The following list of phrases and their definitions might help you understand the mysterious language of science and medicine. These special phrases are also applicable to anyone working on a Ph.D. dissertation or academic paper anywhere!
“It has long been known”… I didn’t look up the original reference.
“A definite trend is evident”… These data are practically meaningless.
“While it has not been possible to provide definite answers to the questions”… An unsuccessful experiment, but I still hope to get it published.
“Three of the samples were chosen for detailed study”… The other results didn’t make any sense.
“Typical results are shown”… This is the prettiest graph.
“These results will be in a subsequent report”… I might get around to this sometime, if pushed/funded.
“In my experience”… once
“In case after case”… twice
“In a series of cases”… thrice
“It is believed that”… I think.
“It is generally believed that”… A couple of others think so, too.

RECORDS SHOWN:
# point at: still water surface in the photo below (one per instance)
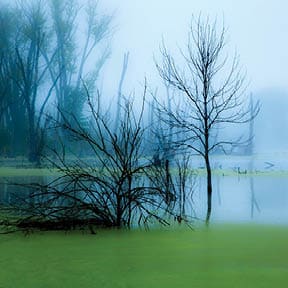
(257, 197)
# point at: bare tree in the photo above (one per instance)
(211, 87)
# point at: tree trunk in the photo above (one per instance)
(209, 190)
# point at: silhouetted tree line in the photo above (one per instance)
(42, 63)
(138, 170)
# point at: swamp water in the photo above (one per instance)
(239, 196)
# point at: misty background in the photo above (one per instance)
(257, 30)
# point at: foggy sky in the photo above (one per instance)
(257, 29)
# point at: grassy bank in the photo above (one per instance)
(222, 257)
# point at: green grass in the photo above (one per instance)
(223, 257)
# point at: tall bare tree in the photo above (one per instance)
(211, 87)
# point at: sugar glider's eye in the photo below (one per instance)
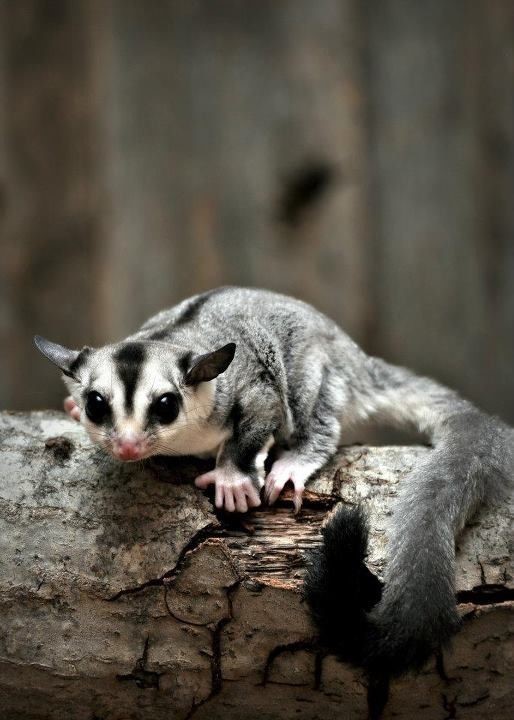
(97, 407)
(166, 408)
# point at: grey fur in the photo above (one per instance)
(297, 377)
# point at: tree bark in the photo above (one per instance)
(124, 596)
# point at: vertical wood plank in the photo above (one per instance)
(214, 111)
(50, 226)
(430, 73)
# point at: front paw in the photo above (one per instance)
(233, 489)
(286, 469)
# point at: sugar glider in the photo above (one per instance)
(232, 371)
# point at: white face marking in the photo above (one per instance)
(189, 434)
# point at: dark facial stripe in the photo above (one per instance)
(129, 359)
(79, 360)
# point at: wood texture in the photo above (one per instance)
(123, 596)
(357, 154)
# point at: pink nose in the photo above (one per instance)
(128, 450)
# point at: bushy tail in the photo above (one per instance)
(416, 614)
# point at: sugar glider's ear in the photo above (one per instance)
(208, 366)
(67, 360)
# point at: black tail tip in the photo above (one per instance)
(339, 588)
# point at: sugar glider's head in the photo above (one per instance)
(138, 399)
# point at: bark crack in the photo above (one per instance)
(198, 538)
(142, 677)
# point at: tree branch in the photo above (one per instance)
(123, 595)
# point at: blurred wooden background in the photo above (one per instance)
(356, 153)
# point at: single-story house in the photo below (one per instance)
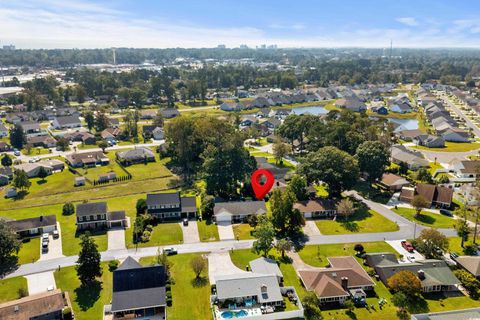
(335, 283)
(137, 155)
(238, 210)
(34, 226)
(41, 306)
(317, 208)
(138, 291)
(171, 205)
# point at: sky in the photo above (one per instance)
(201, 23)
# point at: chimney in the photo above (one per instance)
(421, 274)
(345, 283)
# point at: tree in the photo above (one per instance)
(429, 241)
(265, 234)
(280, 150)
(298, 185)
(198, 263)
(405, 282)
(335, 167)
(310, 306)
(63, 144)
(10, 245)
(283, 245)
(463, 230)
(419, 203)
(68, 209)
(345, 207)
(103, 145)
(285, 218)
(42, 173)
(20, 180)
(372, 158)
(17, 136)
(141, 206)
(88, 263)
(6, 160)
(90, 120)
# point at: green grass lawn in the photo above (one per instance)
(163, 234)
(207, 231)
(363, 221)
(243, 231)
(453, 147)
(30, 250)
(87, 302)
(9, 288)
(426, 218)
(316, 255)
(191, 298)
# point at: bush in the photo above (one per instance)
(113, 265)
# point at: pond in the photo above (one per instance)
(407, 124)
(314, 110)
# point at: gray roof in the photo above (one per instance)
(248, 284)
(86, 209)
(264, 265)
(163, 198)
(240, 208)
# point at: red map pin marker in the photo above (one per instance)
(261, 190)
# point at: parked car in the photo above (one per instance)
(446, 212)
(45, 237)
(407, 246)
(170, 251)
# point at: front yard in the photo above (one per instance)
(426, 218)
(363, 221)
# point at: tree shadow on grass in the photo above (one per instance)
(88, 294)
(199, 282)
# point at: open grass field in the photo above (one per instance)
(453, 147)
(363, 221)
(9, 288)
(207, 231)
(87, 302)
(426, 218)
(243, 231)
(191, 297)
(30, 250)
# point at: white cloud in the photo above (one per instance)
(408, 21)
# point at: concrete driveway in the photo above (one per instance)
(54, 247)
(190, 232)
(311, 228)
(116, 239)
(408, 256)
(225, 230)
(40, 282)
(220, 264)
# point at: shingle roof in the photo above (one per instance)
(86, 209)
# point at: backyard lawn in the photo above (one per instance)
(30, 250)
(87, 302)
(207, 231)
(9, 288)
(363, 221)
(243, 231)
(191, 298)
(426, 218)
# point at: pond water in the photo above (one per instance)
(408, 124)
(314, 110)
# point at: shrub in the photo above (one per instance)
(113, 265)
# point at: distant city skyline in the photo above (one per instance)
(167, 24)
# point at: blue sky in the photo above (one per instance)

PROBLEM TO WORK ON: State whether each statement agrees with the list of scientific phrases above, giving yes or no and quoting the deciding words of that text: (a) "In case after case" is defined as three times; (b) "Typical results are shown" is glossed as the prettiest graph; (c) the phrases are presented as applying only to science and medicine.

RESULT OF THE EXERCISE:
(a) No: "“In case after case”… twice"
(b) Yes: "“Typical results are shown”… This is the prettiest graph."
(c) No: "These special phrases are also applicable to anyone working on a Ph.D. dissertation or academic paper anywhere!"